What the task asks:
Write out all the entries word for word and omit any pictures.

Rows:
☆ ☆ ☆ ☆

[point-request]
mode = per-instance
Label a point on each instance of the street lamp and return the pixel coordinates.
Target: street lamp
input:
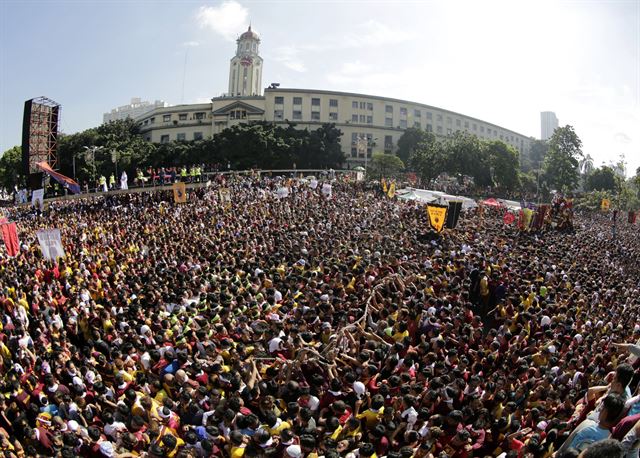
(92, 150)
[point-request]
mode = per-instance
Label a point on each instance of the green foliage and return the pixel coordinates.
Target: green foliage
(602, 179)
(504, 161)
(537, 151)
(260, 144)
(409, 140)
(561, 164)
(11, 168)
(384, 165)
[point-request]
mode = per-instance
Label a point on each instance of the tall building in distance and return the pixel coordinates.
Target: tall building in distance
(369, 123)
(548, 123)
(136, 108)
(245, 72)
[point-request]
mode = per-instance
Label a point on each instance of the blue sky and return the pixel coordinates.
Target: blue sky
(500, 61)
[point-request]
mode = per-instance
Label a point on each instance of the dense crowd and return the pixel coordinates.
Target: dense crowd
(315, 326)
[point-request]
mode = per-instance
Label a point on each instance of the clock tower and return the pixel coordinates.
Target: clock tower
(245, 72)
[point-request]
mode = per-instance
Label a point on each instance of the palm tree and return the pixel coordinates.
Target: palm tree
(586, 165)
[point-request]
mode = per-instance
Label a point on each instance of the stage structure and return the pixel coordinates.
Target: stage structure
(39, 136)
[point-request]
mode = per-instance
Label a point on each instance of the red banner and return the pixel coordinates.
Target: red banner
(10, 236)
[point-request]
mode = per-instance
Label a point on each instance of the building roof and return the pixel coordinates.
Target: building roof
(249, 35)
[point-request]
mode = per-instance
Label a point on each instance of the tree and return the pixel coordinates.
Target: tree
(385, 165)
(409, 140)
(561, 165)
(602, 179)
(503, 159)
(537, 151)
(11, 168)
(428, 160)
(465, 155)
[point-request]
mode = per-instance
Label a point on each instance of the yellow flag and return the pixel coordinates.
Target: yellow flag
(437, 216)
(179, 192)
(392, 190)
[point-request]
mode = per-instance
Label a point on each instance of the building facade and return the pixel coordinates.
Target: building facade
(548, 123)
(369, 123)
(135, 109)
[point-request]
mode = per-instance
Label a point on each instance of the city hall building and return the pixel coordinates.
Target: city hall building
(368, 123)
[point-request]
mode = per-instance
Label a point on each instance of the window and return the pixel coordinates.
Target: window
(388, 142)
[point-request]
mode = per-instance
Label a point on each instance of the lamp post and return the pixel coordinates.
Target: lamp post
(92, 150)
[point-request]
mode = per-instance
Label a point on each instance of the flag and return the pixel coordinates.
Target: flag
(50, 243)
(282, 192)
(508, 217)
(453, 213)
(540, 214)
(392, 190)
(65, 181)
(437, 216)
(225, 195)
(37, 199)
(179, 192)
(326, 190)
(10, 236)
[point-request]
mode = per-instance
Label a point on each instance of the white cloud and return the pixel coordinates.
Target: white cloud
(289, 56)
(227, 19)
(374, 33)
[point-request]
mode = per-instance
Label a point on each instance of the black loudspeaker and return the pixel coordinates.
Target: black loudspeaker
(34, 181)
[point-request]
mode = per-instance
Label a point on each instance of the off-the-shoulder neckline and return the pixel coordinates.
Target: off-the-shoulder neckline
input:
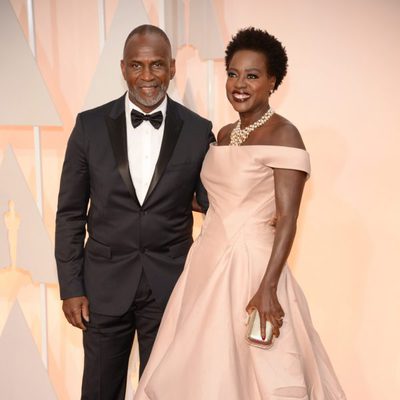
(214, 144)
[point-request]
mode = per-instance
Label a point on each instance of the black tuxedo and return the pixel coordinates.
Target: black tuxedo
(126, 239)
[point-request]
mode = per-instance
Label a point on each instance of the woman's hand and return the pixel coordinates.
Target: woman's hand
(266, 302)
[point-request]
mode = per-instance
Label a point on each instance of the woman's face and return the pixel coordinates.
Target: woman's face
(248, 84)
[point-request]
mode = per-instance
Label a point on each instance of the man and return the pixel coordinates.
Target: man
(140, 173)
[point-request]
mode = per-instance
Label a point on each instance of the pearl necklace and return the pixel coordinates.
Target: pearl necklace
(238, 136)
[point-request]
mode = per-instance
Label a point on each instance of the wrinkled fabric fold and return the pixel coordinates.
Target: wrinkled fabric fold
(201, 352)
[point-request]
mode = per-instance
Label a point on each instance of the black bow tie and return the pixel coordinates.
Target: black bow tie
(155, 119)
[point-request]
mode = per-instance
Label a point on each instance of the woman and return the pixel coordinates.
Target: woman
(254, 177)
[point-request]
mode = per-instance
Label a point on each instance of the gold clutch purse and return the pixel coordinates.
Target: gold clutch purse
(253, 333)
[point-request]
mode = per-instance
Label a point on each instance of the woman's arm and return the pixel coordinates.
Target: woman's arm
(289, 186)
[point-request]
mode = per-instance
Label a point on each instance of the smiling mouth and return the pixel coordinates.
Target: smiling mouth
(241, 97)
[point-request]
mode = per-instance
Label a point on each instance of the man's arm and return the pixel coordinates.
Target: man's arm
(70, 226)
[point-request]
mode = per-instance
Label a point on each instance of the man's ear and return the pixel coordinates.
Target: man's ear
(123, 68)
(172, 69)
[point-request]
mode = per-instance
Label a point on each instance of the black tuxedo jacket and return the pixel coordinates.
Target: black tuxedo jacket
(125, 238)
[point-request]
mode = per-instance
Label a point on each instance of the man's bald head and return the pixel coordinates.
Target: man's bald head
(148, 30)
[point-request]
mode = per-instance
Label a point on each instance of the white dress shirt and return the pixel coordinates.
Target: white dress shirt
(144, 143)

☆ ☆ ☆ ☆

Solution below:
[point-request]
mode = per-instance
Label a point on each instance of the street lamp and return the pixel coordinates.
Target: street lamp
input:
(92, 150)
[point-request]
mode = per-instance
Label a point on each instance of the green foliage and return the pixel coordinates.
Target: green foliage
(602, 179)
(504, 161)
(537, 151)
(260, 144)
(409, 140)
(561, 164)
(11, 168)
(384, 165)
[point-request]
mode = per-instance
Label a point on each instance of the tall building in distance and return the pixel coordinates.
Target: tall building in distance
(369, 123)
(548, 123)
(136, 108)
(245, 72)
[point-request]
mode = per-instance
Label a point on each instance of the blue sky and return the pixel coordinates.
Target: blue sky
(500, 61)
[point-request]
mode = per-instance
Label a point on each instance of the dense crowd and return the pixel coordinates.
Target: dense crowd
(315, 326)
[point-request]
mode = per-instance
Label a point on each instance of the clock tower and return the pixel coordinates.
Target: clock tower
(245, 72)
[point-request]
mode = per-instance
Label a point on each instance of the palm tree and return the pixel coordinates.
Target: palm tree
(586, 165)
[point-request]
mode = per-instance
Label a point on each instance of the stage structure and return the pixel coordinates.
Target: stage structure
(39, 136)
[point-request]
mode = per-instance
Label a point on each instance of the red banner and return the pixel coordinates.
Target: red banner
(10, 236)
[point-request]
mode = per-instance
Label a point on each instance of the building roof and return the pixel coordinates.
Target: building roof
(249, 35)
[point-request]
mode = per-instance
Label a point on each instance of the tree and return the pixel coordinates.
Target: tree
(385, 165)
(409, 140)
(561, 165)
(602, 179)
(503, 159)
(537, 151)
(11, 168)
(428, 160)
(465, 155)
[point-request]
mode = per-instance
Label a point on each instance of the yellow flag and return the pixel coordinates.
Target: yellow flag
(437, 216)
(179, 192)
(392, 190)
[point-request]
mode = per-instance
Label a point on each instance of the building facade and return the pixel coordinates.
Target: building facade
(548, 123)
(369, 123)
(135, 109)
[point-request]
mode = per-instance
Label a point on each instance of the city hall building and return the pixel coordinates.
Target: city hall building
(368, 123)
[point-request]
mode = per-instance
Label a point on each instance of the window and return the pixel coordinates.
Target: window
(388, 142)
[point-request]
mode = per-instance
Label a point on each instance of the lamp post and return the pixel coordinates.
Target: lamp post
(92, 150)
[point-request]
mode = per-instance
Label a point on each instance of the flag and return the pixel coordinates.
Target: flag
(50, 243)
(282, 192)
(508, 217)
(453, 213)
(540, 214)
(392, 190)
(65, 181)
(437, 216)
(225, 195)
(37, 199)
(179, 192)
(326, 190)
(10, 236)
[point-request]
mode = per-instance
Label a point on each instance of the white cloud and return the pixel coordinates.
Target: white cloud
(289, 56)
(227, 19)
(374, 33)
[point-request]
mode = per-instance
Label a point on each instance of the black loudspeaker and return the pixel coordinates.
Target: black loudspeaker
(34, 181)
[point-request]
mode = per-instance
Label a point on each instance of the off-the-shoulder neckline and return the pixel coordinates.
Target: off-the-shoulder neckline
input:
(214, 144)
[point-request]
mode = per-instance
Label a point on each instance of the black tuxedo and return the pixel coordinates.
Target: black tuxedo
(126, 239)
[point-request]
mode = per-instance
Label a point on each instance of the woman's hand and return the pixel coordinates.
Target: woman's hand
(266, 302)
[point-request]
mode = per-instance
Label a point on each instance of the woman's face and return the pixel coordinates.
Target: woman's face
(248, 84)
[point-request]
mode = per-instance
Label a point on each instance of the man and return the pixel coordinates.
Target: man
(140, 173)
[point-request]
mode = per-instance
Label a point on each instance of the pearl necklace and return the pixel coordinates.
Target: pearl necklace
(238, 136)
[point-request]
mode = per-instance
Label a point on each instance of the wrinkled fabric fold and return the pixel coordinates.
Target: wrinkled fabric fold
(201, 352)
[point-request]
mode = per-instance
Label a point on each instance of the black bow tie and return the pixel coordinates.
Target: black bow tie
(155, 119)
[point-request]
mode = per-instance
Label a point on each instance of the woman and return the pixel coordinates.
Target: woman
(254, 177)
[point-request]
mode = per-instance
Label a point on each instance of the gold clutch purse and return the pixel coordinates.
Target: gold clutch purse
(253, 333)
[point-request]
mode = per-instance
Label a point on each instance of the woman's arm and return the pixel coordinates.
Target: woman's arm
(289, 186)
[point-request]
mode = per-instance
Label a point on each instance of the smiling mouth and return the pixel coordinates.
Target: smiling mouth
(241, 97)
[point-request]
mode = per-instance
Label a point on each instance of the man's arm and return the pixel coordinates.
Target: man's arm
(70, 226)
[point-request]
mode = per-instance
Label a point on each instance of the man's ear and return the pixel coordinates.
Target: man's ear
(123, 68)
(172, 69)
[point-request]
mode = per-instance
Label a point on each instance of the black tuxedo jacket and return the pixel coordinates.
Target: black tuxedo jacket
(125, 238)
[point-request]
mode = per-instance
Label a point on each instance of the man's bald head and return the pixel coordinates.
Target: man's bald head
(148, 30)
[point-request]
mode = per-instance
Label a point on each instance of the white dress shirt and return the pixel coordinates.
Target: white dress shirt
(144, 143)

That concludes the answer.